## Aim of the exercise
Starting with the line that contains "Guideline: one keypoint for each instance of the sky" and going on through the end of the material, rewrite those lines with every "Query" changed to "Label" and nothing else altered. Leave the pictures out.

## Records for this exercise
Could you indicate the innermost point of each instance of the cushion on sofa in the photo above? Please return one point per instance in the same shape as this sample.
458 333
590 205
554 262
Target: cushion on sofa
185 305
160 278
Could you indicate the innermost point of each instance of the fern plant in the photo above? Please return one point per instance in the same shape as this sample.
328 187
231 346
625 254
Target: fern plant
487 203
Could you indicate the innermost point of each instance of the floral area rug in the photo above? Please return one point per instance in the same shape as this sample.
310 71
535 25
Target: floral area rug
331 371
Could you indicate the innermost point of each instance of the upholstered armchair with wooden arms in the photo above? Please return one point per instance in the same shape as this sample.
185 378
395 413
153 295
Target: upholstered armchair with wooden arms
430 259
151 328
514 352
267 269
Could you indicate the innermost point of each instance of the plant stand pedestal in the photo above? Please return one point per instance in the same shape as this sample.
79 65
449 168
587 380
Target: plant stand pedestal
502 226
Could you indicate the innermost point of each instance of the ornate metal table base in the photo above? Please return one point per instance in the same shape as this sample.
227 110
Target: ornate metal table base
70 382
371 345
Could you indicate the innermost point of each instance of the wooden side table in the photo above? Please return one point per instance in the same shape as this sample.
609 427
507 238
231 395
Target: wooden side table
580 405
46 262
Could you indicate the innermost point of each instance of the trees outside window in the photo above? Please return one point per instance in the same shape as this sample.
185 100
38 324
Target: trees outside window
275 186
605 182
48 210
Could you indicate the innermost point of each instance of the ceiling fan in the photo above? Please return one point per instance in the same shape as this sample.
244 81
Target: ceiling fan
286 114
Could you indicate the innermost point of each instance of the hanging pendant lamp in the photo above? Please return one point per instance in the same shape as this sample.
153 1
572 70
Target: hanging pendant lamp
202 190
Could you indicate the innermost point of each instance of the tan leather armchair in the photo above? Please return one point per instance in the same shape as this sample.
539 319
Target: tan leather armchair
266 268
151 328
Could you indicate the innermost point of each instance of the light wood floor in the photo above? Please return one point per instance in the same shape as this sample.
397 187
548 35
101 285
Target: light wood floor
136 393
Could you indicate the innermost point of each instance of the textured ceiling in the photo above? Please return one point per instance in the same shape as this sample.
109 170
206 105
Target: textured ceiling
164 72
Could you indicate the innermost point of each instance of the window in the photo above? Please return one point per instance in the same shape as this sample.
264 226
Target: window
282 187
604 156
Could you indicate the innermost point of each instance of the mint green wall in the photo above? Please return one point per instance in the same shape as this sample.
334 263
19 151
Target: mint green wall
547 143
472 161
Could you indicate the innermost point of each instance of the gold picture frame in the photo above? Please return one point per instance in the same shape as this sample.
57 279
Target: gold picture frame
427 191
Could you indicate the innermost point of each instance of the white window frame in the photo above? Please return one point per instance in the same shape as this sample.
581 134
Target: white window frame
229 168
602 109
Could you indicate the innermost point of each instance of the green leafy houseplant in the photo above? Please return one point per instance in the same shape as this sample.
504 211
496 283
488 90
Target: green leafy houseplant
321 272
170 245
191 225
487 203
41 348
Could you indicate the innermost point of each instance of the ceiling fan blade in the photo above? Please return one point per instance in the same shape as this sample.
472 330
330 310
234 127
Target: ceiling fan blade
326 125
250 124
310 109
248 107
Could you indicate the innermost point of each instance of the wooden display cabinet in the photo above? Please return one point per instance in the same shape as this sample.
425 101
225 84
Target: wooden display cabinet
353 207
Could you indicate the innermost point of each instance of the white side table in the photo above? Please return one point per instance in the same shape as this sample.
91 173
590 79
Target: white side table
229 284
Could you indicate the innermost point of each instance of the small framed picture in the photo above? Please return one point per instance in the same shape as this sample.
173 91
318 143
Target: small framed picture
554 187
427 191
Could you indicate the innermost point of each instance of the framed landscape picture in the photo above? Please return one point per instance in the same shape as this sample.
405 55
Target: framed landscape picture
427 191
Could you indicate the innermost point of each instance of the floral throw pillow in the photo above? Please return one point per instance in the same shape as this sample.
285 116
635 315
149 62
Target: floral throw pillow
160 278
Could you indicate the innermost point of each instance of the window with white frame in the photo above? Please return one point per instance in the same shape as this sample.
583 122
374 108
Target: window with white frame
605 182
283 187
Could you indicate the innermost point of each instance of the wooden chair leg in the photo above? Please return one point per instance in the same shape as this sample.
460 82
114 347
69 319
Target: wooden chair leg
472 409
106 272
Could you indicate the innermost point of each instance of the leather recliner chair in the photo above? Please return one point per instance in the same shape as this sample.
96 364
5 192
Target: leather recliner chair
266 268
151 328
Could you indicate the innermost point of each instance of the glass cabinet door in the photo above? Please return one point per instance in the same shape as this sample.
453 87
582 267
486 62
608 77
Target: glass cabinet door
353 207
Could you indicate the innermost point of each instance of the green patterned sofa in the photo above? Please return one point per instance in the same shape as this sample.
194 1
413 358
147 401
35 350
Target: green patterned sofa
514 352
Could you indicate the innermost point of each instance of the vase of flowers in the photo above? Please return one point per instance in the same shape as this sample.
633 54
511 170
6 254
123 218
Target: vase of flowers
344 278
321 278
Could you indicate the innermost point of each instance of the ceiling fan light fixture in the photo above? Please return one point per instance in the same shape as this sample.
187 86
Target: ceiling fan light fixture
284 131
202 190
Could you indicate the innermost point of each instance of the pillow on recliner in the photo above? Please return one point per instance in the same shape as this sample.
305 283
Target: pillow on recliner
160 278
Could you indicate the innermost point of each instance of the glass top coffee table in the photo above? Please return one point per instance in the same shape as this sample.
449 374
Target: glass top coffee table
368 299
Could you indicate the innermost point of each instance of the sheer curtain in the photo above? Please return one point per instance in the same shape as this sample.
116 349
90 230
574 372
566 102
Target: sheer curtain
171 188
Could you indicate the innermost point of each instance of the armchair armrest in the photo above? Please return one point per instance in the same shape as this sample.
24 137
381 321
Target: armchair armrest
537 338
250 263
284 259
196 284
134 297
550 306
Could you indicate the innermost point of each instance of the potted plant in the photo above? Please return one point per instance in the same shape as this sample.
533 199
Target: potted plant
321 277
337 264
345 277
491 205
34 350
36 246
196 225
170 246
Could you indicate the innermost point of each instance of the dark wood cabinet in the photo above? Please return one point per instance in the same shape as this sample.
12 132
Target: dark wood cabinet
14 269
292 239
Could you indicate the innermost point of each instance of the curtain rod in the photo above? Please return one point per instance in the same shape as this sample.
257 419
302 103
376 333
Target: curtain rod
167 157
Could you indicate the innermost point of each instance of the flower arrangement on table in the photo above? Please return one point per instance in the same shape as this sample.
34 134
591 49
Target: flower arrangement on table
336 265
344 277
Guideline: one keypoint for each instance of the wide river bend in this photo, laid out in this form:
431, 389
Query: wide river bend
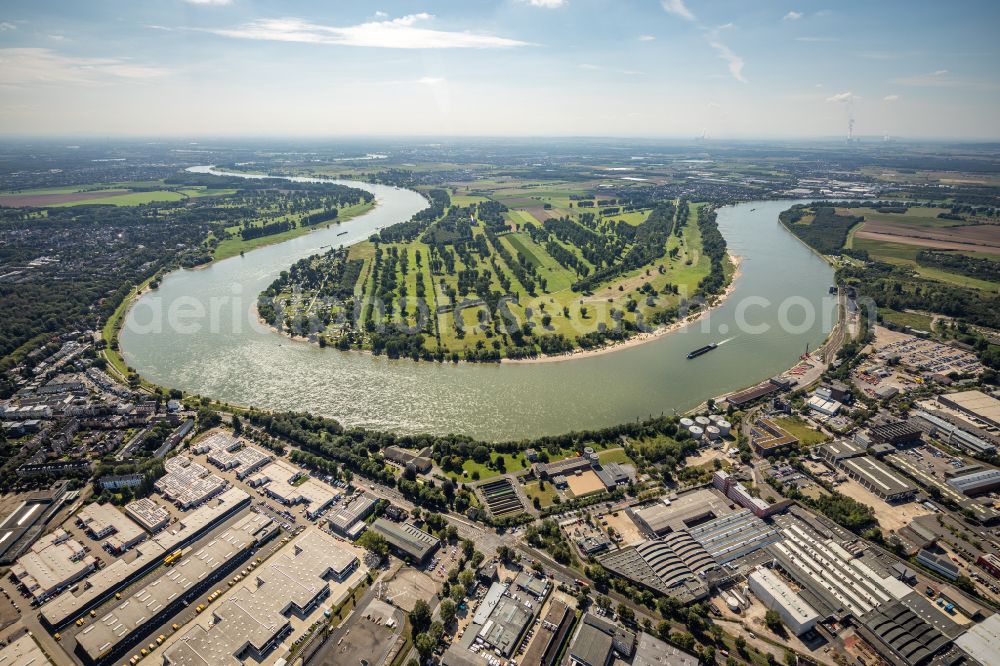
226, 355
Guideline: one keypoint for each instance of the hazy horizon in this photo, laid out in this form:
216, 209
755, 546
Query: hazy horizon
671, 70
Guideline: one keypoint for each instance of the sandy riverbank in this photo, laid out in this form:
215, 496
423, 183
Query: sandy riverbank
642, 338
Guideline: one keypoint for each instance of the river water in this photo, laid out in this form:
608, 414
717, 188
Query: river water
216, 348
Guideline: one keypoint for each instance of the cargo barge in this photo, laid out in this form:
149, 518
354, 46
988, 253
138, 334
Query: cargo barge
702, 350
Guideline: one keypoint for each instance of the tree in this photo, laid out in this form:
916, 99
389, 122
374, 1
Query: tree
425, 645
448, 611
420, 616
374, 542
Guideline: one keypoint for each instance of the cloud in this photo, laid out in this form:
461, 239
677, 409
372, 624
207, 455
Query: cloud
733, 61
400, 33
603, 68
841, 97
36, 66
678, 8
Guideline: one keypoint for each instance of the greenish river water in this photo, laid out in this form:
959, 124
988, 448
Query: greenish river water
198, 332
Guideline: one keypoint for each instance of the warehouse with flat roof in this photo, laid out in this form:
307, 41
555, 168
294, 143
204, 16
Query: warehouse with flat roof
976, 404
774, 593
189, 576
121, 572
253, 619
407, 540
53, 563
343, 519
878, 478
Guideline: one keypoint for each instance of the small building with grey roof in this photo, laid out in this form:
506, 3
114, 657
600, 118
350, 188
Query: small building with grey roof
407, 540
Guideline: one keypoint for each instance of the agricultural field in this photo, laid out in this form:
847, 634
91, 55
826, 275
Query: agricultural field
477, 278
124, 194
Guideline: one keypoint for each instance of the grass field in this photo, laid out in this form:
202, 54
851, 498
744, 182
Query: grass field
130, 199
233, 246
545, 497
906, 255
916, 321
797, 427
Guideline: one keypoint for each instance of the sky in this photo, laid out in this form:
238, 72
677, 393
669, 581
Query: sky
640, 68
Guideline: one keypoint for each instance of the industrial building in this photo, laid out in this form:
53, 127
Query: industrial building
506, 625
938, 563
842, 449
421, 461
982, 641
281, 481
878, 478
769, 439
737, 492
188, 484
118, 574
254, 618
675, 565
148, 514
52, 564
774, 593
687, 510
831, 579
191, 575
902, 636
23, 651
651, 651
407, 540
974, 404
104, 522
976, 482
347, 518
734, 536
956, 432
550, 635
26, 523
597, 641
900, 434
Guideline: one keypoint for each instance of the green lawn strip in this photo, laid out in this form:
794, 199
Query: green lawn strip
233, 246
797, 427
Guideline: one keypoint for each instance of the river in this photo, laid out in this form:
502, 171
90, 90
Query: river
230, 357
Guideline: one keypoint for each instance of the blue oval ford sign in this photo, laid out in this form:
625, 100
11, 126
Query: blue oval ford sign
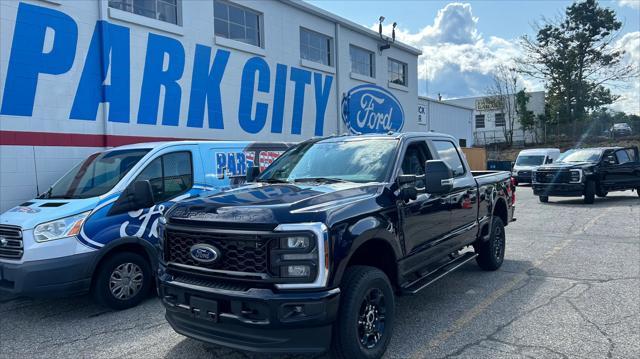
372, 109
205, 253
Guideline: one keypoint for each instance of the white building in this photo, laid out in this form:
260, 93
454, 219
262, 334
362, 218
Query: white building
490, 122
448, 118
79, 76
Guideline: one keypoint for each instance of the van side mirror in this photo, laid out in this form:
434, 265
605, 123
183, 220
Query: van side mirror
252, 173
136, 196
439, 177
408, 187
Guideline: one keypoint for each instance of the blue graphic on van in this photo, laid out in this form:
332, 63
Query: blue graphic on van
372, 109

## Correct answer
Guideline: one keypoint for each instance of the sky in this photo, laid out in this form:
238, 72
677, 393
669, 581
Label: sky
640, 68
Guideline: one keypoint for each instance of the industrial building in this photo, laid out in this form:
53, 127
Label: industrial building
506, 625
938, 563
842, 449
421, 461
982, 641
281, 481
878, 478
769, 439
737, 492
188, 484
118, 574
254, 618
675, 565
148, 514
52, 564
774, 593
687, 510
831, 579
191, 575
902, 636
23, 651
651, 651
407, 540
974, 404
104, 522
976, 482
347, 518
734, 536
956, 432
550, 635
26, 523
597, 641
900, 434
Guideline: one keypoint for each instance of the green lawn strip in this photo, laid out in this form:
794, 199
Label: green lawn strip
233, 246
797, 427
Guideline: one keypoint for each instance of the river in this photo, laid out in this form:
502, 171
90, 90
Label: river
230, 357
Guideline: one keypoint for each instance of the blue oval ford sign in this photo, laid out in this form:
625, 100
11, 126
Label: blue oval ford sign
372, 109
205, 253
Guideline: one keypoint for each instance of the white building in this photo, laid out in this form:
260, 93
454, 219
262, 334
362, 218
Label: white building
490, 122
448, 118
79, 76
Guideline: one keypoint for each instance of the van side mirror in this photo, laid out in this form:
434, 265
605, 123
183, 220
Label: van side mirror
252, 173
136, 196
439, 177
408, 187
Guideline: one keypoint for each instance of the blue graphic on van in this photo, laid out in this form:
332, 63
Label: blue graphic on van
372, 109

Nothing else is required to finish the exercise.